A chess rating is based on your opponents' ratings and your results against those opponents.

Overview - Step By Step

A: Note the ratings of your opponents
B: Compute the rating differences
C: Look up your winning expectancies
D: Compare your expected score to your actual score
E: Determine your k-factor
F: Compute your new rating
G: Determine your performance per game
H: Calculate your performance rating for the event

A: Note the ratings of your opponents

A chess rating is based on your opponents' ratings and your results against those opponents. It is usually calculated after an event (a tournament or a match) has completed and is based on all the games played against rated opponents in that event.
To find out more about ratings see Suggested Reading in the link box at the bottom. If you don't like math or are looking for a quick way to calculate ratings, see the rating calculator tool, also in the link box.
The first step in calculating a rating is to note the ratings of your opponents and your result against each. Let's say that your rating is 1500 and that you have just played a 5-round event. (If you don't have a rating, you can still calculate a tentative rating. See performance rating below.)
You won against a player rated 1400, lost to a 1650, won against a 1575, drew with a 1625, and lost to a 1700. We'll summarize your results as +1400 -1650 +1575 =1625 -1700. The following steps will use these as an example.
Do you already have a rating?

Follow steps B through F to calculate your new rating.
You don't have a rating?

Follow steps G and H to calculate your performance rating.

Knowing your performance rating for an event can be useful even if you already have a rating.

B: Compute the rating differences

From step (A) : Your current rating is 1500 and the results in your last event were +1400 -1650 +1575 =1625 -1700.
Now calculate the difference between your rating and each of your opponents' ratings. The sign ('+' or '-') is important. If you were rated higher than an opponent, the sign is positive ('+'). If you were rated lower, the sign is negative ('-').
In your first game, your opponent was rated 1400. You were rated 1500, so the rating difference was (1500 - 1400) which is +100. In your second game, your opponent was rated 1650, so the difference was (1500 - 1650) which is -150.
Continuing for all 5 games, you calculate that the rating differences were +100 -150 -75 -125 -200.

- Task goal:
From the guide on calculating chess ratings, list every opponent rating in the 5-round example event along with the result against that opponent.

- Information provided:

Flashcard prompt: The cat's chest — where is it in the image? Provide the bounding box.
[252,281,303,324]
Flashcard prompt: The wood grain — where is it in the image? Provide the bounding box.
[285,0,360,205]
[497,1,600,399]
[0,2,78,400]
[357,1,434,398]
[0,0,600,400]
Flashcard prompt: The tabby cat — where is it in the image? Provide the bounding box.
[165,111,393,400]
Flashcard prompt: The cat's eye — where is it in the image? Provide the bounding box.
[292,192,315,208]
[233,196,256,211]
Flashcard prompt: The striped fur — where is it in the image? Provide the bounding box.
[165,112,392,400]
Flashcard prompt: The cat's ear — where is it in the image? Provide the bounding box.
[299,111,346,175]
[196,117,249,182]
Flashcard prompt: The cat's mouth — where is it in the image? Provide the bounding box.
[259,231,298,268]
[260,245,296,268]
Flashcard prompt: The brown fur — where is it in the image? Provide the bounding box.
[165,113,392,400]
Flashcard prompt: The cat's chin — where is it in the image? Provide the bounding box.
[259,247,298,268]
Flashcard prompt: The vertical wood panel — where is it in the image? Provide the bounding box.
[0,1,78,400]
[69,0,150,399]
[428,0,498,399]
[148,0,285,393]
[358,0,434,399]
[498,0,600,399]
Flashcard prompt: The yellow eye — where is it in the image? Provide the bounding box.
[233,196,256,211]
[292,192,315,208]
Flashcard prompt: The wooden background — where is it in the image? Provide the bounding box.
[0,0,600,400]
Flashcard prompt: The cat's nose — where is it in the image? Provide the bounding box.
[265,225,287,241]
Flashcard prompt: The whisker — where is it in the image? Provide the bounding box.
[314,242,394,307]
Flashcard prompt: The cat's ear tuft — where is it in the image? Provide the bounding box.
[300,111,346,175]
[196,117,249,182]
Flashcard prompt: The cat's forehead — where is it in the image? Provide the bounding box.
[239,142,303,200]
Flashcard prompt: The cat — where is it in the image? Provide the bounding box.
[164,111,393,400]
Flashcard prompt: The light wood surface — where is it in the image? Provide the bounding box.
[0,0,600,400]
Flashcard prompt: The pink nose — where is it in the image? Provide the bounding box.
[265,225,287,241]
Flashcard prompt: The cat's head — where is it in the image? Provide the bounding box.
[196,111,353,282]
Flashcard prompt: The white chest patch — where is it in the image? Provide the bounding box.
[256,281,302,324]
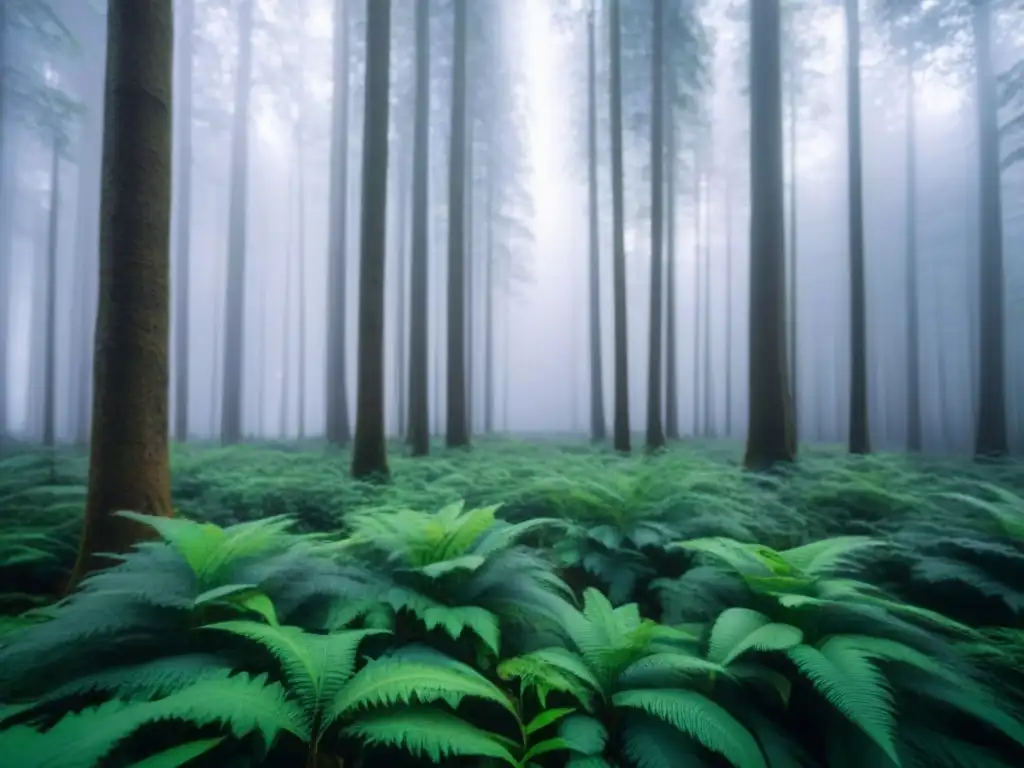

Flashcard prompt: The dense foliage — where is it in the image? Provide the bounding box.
[0,443,1024,768]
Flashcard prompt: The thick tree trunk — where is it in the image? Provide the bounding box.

- Full response:
- 1400: won
- 1650: lost
- 1575: won
- 1625: drew
- 1700: lost